#### RECORDS PROVIDED ####
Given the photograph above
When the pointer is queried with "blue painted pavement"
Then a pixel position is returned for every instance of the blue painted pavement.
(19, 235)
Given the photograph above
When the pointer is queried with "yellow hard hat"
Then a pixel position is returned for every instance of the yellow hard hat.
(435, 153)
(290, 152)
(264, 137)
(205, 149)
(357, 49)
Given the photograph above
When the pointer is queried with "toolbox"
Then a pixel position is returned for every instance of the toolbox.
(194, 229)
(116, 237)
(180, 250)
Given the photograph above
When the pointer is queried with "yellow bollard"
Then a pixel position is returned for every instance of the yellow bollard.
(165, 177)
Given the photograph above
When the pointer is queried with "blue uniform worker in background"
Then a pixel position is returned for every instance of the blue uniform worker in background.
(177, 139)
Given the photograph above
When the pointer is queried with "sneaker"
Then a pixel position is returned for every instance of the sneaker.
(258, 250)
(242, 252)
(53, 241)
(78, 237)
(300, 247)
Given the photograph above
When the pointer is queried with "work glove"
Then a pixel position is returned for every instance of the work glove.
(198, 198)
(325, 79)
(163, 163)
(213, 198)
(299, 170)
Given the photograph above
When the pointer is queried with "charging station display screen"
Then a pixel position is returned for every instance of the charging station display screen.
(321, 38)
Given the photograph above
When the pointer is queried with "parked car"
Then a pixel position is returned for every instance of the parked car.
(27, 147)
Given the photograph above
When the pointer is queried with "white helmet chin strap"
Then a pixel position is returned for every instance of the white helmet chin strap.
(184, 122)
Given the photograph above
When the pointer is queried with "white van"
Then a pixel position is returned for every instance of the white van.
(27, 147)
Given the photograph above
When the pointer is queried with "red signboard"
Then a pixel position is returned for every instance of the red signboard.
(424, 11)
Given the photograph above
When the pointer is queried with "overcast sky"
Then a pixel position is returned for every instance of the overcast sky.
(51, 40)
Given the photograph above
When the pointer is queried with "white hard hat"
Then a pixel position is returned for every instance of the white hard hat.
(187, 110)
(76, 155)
####
Transcribe every record above exactly as written.

Given the photograph above
When the pointer is queried with "blue painted pavement"
Then a pixel position is returned for every instance of the blue painted pavement.
(19, 235)
Given the photograph above
When the pointer is queried with "yellow hard hat"
Then a pixel position is returned for every instance of the yellow hard hat.
(435, 153)
(290, 152)
(264, 137)
(205, 149)
(357, 49)
Given the photograph above
When the pointer is queried with "toolbox"
Then a pixel position is returned for every instance of the toolbox.
(194, 229)
(116, 237)
(180, 250)
Given the photograph above
When the pointer is queried with "yellow bollard"
Then a pixel position is returned for every instance of the yellow bollard.
(165, 177)
Given the photograph above
When the pointer is queried with "blue uniform worker in background"
Then a pixel position is returned for every instance of the blue uniform worker in background.
(177, 139)
Given the photograph above
When the pointer is queried with "sneaker"
Then a pixel position is returned for every instance of the sneaker.
(258, 250)
(242, 252)
(53, 241)
(78, 237)
(300, 247)
Given the photograph above
When the pointer is queried with "work glove"
Then a pixel position is returned for every instance of the work glove.
(198, 198)
(325, 79)
(163, 163)
(213, 198)
(299, 170)
Given the photograph above
When the pointer is queried with "charging station display screen"
Then a pixel position is returned for every instance of the charging station display screen.
(321, 38)
Given the photograph above
When the pointer is queried with "parked car"
Then a pixel position is returned for every instance of the parked car.
(27, 147)
Given the photograph above
When the pointer is queried with "white helmet chin strap"
Then a pixel position is returned for every instance of the white helmet chin strap.
(184, 122)
Given the photograph above
When the pointer is queried with "white van"
Then a pixel position is returned for every instance of the white van.
(27, 147)
Given the photograph above
When the pointer is queried with "red signboard"
Then a pixel position is returned for every instance of the red signboard.
(424, 11)
Given the photograph above
When the pointer is queried with "overcast sky"
Then a pixel position is returned for every instance of the overcast sky.
(51, 40)
Given the photograph above
When the pointer is queried with "white hard hat"
Then a pixel position is returned for every instance of the white hard hat.
(187, 110)
(76, 155)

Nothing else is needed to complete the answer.